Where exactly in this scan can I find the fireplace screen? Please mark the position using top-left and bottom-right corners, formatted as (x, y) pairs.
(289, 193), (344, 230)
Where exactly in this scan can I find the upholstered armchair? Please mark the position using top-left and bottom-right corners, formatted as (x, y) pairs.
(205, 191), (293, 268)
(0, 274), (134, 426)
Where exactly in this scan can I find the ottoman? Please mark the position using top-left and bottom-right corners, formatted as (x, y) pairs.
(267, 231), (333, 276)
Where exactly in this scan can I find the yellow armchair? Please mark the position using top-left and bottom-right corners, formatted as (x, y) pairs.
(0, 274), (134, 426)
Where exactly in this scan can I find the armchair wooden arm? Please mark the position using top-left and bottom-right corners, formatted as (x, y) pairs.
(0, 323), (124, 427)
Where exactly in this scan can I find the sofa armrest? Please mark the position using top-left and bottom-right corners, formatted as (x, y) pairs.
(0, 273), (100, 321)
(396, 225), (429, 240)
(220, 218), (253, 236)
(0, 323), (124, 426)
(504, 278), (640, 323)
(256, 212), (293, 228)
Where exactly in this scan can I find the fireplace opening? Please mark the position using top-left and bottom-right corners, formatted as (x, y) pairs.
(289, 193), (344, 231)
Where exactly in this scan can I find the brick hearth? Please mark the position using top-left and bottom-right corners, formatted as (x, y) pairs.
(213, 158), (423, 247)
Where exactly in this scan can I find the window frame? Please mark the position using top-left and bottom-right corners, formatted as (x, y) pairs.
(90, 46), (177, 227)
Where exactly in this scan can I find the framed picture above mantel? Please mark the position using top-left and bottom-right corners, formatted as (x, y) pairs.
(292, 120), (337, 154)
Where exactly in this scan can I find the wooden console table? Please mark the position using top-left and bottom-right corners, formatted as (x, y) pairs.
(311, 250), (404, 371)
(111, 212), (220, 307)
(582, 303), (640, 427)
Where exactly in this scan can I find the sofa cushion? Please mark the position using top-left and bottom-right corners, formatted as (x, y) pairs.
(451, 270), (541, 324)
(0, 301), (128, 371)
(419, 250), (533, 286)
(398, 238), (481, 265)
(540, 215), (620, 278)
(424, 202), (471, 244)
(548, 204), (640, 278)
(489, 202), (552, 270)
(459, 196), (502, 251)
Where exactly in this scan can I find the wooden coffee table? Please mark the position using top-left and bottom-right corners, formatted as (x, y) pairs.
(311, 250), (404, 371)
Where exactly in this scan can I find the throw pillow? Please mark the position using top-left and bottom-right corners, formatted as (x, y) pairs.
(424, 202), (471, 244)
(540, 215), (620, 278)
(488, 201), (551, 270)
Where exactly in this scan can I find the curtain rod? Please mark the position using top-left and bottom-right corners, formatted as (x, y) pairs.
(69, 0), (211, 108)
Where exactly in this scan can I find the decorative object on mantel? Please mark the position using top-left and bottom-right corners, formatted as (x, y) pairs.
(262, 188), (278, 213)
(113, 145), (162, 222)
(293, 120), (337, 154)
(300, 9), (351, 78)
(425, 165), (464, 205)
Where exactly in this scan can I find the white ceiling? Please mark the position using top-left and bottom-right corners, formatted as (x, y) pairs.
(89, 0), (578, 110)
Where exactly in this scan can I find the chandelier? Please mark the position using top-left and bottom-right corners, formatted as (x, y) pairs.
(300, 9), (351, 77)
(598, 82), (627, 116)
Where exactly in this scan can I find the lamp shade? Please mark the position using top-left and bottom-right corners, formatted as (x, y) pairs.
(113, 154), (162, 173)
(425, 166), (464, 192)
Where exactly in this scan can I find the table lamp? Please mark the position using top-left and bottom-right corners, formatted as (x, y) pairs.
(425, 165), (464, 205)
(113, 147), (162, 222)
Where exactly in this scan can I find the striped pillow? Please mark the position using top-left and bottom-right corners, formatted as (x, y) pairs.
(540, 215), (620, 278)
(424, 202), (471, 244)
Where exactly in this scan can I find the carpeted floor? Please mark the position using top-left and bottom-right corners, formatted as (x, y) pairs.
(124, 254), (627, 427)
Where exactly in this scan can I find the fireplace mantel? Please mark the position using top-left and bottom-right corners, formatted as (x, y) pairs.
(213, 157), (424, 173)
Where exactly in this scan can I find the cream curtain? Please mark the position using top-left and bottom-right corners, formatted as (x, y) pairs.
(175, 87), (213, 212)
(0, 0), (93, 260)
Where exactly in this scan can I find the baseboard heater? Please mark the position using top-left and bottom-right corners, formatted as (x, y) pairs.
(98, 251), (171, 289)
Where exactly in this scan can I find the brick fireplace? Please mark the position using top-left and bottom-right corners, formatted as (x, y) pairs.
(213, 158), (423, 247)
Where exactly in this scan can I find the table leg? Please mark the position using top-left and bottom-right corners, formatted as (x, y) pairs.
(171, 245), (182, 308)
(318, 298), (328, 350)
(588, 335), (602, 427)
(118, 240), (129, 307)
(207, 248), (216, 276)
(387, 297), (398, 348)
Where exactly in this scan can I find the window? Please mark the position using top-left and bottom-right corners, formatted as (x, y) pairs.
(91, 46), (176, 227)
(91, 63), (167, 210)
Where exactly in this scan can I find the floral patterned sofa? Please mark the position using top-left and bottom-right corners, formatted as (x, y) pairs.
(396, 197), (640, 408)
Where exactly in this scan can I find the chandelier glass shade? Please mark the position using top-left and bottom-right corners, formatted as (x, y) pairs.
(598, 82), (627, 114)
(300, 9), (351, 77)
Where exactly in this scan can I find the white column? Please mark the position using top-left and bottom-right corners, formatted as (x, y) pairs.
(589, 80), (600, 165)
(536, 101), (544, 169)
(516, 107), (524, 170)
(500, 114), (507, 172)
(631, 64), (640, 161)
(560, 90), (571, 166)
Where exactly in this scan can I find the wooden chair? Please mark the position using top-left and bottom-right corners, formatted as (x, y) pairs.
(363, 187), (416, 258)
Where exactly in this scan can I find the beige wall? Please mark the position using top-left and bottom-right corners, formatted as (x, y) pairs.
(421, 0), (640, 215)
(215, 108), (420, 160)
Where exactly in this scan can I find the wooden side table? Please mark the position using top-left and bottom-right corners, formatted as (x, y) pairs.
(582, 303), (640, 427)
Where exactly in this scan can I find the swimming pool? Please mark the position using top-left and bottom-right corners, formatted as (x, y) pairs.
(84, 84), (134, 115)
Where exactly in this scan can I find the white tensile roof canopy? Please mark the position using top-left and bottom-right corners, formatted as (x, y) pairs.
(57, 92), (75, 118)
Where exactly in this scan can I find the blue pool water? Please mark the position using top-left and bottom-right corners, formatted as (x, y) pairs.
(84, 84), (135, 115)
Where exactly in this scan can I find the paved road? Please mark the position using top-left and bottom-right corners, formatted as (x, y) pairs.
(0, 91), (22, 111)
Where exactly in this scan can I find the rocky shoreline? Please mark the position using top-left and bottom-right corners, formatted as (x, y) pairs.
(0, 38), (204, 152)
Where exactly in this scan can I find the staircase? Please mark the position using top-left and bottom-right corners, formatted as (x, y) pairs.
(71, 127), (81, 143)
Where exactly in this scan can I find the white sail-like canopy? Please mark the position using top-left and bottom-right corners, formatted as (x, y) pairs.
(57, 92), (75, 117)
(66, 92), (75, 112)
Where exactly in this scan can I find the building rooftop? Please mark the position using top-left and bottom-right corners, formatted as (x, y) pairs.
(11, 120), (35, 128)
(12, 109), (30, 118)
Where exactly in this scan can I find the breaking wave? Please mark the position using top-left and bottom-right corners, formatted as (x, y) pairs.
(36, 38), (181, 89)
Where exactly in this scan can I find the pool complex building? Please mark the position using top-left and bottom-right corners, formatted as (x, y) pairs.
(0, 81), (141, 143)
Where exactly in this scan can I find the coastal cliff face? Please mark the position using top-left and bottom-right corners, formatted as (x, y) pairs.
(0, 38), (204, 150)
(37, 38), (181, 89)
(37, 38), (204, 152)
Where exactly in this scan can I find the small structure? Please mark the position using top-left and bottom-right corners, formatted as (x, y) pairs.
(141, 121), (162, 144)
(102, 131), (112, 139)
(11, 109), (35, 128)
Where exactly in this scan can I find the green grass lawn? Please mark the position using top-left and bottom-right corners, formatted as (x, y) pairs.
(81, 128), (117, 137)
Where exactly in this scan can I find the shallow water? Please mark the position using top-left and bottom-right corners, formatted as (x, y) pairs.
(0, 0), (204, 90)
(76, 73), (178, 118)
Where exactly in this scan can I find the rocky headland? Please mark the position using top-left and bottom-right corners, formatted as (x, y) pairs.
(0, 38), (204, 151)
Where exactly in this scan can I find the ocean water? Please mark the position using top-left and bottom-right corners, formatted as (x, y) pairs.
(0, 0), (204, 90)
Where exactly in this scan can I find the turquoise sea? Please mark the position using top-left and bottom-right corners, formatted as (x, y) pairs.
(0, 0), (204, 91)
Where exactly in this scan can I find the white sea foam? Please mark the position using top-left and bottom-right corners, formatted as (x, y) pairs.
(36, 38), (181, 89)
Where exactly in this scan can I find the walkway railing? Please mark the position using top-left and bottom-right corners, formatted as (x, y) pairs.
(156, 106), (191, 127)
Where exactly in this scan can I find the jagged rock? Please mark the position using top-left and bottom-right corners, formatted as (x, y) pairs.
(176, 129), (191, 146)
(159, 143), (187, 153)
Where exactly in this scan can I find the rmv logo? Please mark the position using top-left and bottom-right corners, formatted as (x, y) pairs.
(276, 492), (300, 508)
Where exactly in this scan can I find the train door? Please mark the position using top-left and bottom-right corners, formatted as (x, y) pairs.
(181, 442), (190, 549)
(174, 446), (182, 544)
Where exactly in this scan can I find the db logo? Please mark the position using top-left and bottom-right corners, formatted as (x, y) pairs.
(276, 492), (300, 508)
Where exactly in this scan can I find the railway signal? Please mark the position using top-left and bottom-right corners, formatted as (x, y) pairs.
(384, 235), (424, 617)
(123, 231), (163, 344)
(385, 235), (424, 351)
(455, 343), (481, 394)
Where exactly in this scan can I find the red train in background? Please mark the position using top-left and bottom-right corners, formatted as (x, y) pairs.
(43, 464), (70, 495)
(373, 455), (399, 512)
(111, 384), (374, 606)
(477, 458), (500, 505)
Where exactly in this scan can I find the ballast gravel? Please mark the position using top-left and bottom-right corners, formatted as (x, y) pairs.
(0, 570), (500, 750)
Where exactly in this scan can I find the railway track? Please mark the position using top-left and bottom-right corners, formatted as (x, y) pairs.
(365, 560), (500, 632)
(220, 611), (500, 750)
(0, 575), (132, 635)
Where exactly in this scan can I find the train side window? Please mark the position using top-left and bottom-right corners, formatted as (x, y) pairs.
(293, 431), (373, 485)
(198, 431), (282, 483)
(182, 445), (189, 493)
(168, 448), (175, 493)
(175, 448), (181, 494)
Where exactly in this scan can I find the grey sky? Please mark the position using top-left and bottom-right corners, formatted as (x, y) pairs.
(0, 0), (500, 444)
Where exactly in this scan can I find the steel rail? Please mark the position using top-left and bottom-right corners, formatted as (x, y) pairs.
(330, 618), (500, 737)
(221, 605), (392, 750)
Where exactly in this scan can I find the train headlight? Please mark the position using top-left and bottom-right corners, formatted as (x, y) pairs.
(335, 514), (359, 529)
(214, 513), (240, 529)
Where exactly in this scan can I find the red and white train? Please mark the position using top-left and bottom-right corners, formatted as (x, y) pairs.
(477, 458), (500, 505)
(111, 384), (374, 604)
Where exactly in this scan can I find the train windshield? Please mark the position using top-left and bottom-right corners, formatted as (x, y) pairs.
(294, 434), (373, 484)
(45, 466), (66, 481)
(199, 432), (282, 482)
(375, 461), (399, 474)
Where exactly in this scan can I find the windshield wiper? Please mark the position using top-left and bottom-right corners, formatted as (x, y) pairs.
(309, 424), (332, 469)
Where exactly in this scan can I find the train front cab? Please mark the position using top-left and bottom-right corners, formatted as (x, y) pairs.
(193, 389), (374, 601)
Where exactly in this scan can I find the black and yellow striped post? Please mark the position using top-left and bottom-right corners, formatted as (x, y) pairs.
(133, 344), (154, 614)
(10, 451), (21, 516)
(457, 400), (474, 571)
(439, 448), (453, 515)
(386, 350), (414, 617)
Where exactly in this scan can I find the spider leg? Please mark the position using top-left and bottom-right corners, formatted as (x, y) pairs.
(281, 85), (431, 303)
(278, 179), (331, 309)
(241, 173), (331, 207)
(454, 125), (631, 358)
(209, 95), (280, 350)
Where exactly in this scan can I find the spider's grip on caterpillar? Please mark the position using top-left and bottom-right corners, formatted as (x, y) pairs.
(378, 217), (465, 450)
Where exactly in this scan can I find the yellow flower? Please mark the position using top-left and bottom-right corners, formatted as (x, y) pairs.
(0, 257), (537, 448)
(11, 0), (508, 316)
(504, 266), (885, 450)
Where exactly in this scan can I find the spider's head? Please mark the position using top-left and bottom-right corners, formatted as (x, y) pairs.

■ ■ ■ ■ ■

## Directive
Reproduce the entries above verbatim, beginning at the line that contains "Where exactly in this scan can I find the white tensile" and stopping after the line that contains "(0, 91), (22, 111)".

## Response to this task
Where exactly in this scan can I find the white tensile roof canopy? Please mark the position using top-left and bottom-right corners, formatted as (x, y) pairs.
(57, 92), (75, 118)
Where exactly in this scan can I find the blue pool water? Please mark the position using top-left and bottom-right corners, formatted as (x, y) pairs.
(84, 84), (135, 115)
Where exactly in this scan can I find the paved road? Please mark the position using top-left and bottom-right corners, formatted as (x, y) pairs.
(0, 91), (22, 111)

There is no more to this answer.